## 取り組む作業
- 1) 市民後見人についての文章を読み、次の問いに答えよ。
(a) 制度開始の2000年度の後見等開始の申し立て件数は約何件だったか。
(b) 11年に親族が後見人等になった率は何%か。
(c) 厚生労働省が11年度に創設した事業の名称は何か。
- 2) 次の各文が市民後見人についての文章の内容と合うかどうかを判断し、はい・いいえで答えよ。根拠となる本文の語句もそのまま引用すること。
(a) 認知症高齢者は25年には323万人になると推計されている。
(b) 「市町村長申立」の件数は、制度開始当初より減っている。
(c) 改正された老人福祉法は11年6月に施行された。
- 3) 市民後見人についての文章を、最後の文の続きから書き継げ。

## 抜粋した文章
"""

市民後見人への戸惑い 地域における権利擁護活動への市民参加とは
■「後見爆発」への危機感
新しい成年後見制度がスタートして、14年目を迎えようとしている。成年後見制度とは、財産管理や日常生活を送る上で必要となる買い物やサービスの契約などが苦手な人に、本人の権利を護(まも)る支援者(成年後見人、保佐人、補助人)を選ぶことで、本人を法的に護る制度である。後見等開始の申し立て件数は、制度開始の2000年度には約9000件であったが、今や年間3万1000件を超え、これまでに約17万件におよぶ利用がなされている(注1)。
順調に制度利用が進んでいるかに思えるが、実は、関係者の間で数年前から「後見爆発」という言葉が危機感をもって使われるようになっている。すなわち、近い将来、潜在している後見ニーズが顕在化し、爆発的に増加することが予想されるのである。
現在、認知症高齢者は全国で約208万人(注2)、知的障害者は約55万人、精神障害者は約300万人いる。後見制度の利用が必要でない場合もあるが、現在の利用数がわずか17万件ということから、必要であるのに制度に結びついていないケースが相当数あることがわかる。さらに、認知症高齢者は、25年には323万人、約1・6倍になると推計されており、今後ニーズが増大していくことは確実である。
■不足する第三者後見人
ところが、それに対応する支援者(後見人等)が不足しているのである。親族が後見人等になる率は、08年には83%を占めていたのに、5年後の11年には56%に減少している。逆に、親族以外の第三者(弁護士、司法書士、社会福祉士、法人など)の選任は、17%から44%を占めるまでになっている。申立を見ても、「市町村長申立」(身寄りのない人、家族の協力が得られない人に代わり市町村長が家庭裁判所に後見等開始の申し立てを行う)の件数は、制度開始当初は23件だったのに対し、11年度は3680件と大幅に増加している。つまり、判断能力が不十分な人の増大とともに、単身世帯や家族の協力が得られない人の増加が、「後見爆発」の背景にある。
しかし、弁護士や社会福祉士などの専門職後見人が受任できる件数には限りがある。そこで、にわかに脚光を浴び、養成が本格化し始めたのが「市民後見人」である。
厚生労働省は、11年度より「市民後見推進事業」を創設。受託した37市区町村において、市民後見人を確保できる体制を整備・強化し、その活動を支援する事業が実施されている(12年度は87市区町村)。11年6月には老人福祉法が改正され(32条の2創設、施行は12年4月)、市町村に対し、後見等の業務を適正に行うことのできる人材の育成及び活用を図るために、研修の実施、候補者の家族への推薦等に取り組む努力義務が明記された。

"""

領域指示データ
"""

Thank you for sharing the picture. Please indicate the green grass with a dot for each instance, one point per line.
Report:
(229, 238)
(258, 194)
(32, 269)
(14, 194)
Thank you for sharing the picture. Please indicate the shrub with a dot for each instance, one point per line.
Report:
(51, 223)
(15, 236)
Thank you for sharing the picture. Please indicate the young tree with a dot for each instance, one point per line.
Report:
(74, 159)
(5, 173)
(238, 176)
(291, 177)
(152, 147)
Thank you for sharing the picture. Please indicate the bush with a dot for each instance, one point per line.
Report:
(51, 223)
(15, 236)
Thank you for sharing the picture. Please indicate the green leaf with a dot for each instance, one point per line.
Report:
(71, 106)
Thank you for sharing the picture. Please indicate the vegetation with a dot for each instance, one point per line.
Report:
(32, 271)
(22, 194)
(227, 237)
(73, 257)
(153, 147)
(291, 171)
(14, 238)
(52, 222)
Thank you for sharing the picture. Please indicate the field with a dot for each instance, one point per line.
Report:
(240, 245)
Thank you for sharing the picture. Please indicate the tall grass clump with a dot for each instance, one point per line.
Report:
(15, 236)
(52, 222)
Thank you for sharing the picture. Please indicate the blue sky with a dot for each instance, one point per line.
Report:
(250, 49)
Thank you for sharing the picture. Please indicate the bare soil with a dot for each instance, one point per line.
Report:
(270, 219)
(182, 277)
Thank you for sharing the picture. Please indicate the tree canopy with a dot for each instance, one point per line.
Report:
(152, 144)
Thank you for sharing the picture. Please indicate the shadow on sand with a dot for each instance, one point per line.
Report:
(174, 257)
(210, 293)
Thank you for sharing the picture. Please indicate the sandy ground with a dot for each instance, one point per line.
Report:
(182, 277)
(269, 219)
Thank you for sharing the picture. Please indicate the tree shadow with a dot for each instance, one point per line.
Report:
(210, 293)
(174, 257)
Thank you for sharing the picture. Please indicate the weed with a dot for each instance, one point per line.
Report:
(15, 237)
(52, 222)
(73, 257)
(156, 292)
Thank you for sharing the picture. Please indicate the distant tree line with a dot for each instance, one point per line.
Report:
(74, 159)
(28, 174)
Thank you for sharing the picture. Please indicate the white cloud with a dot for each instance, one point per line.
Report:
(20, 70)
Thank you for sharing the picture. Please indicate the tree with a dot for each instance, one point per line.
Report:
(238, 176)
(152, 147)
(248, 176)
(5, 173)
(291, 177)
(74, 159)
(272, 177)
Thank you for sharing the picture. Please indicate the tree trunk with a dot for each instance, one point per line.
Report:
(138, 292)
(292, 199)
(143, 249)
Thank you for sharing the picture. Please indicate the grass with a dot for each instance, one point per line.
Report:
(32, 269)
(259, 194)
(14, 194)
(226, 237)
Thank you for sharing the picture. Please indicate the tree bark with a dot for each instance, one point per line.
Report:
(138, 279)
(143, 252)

"""

## 番号別の解答
- 1)
(a) 約9000件
(b) 56%
(c) 市民後見推進事業

- 2)
(a) はい。「認知症高齢者は、25年には323万人、約1・6倍になると推計されており」
(b) いいえ。「制度開始当初は23件だったのに対し、11年度は3680件と大幅に増加している」
(c) いいえ。「11年6月には老人福祉法が改正され(32条の2創設、施行は12年4月)」

- 3)
■一人歩きする「市民後見人」像
このように、国レベルで市民後見人への期待は大きく、各地で養成講座が開催されるようになった。しかし、権利擁護事業を実施している社会福祉協議会やNPO等現場の担当者から聞こえてくるのは、むしろ戸惑いの声の方が大きい。判断能力が低下した人の権利を護る活動の難しさ(専門性の必要)を現場で感じているだけに、研修を受けただけの「市民後見人」が果たして機能するのか? という疑問を拭えないという。とはいえ、担い手不足の問題は待ったなしなので、とりあえず養成講座のみ実施するというところも多い。
こうしたもどかしさは、「なぜ、市民後見人か」という理由と養成すべき市民後見人像が一体的になっていないからだ。関係資料(注3)を読むと、市民後見人の必要性の主張は大きく四つに整理することができる。
第1に、第三者後見人のなり手不足の解消である。これが最大の理由だが、市民後見人が受任できるのは複合した問題がないケースに限られるだろうこと、また研修受講者の中から実際にケースを受任できる人材を発掘する困難さも指摘されているため、どれだけ受け皿の拡大につながるかは不明である。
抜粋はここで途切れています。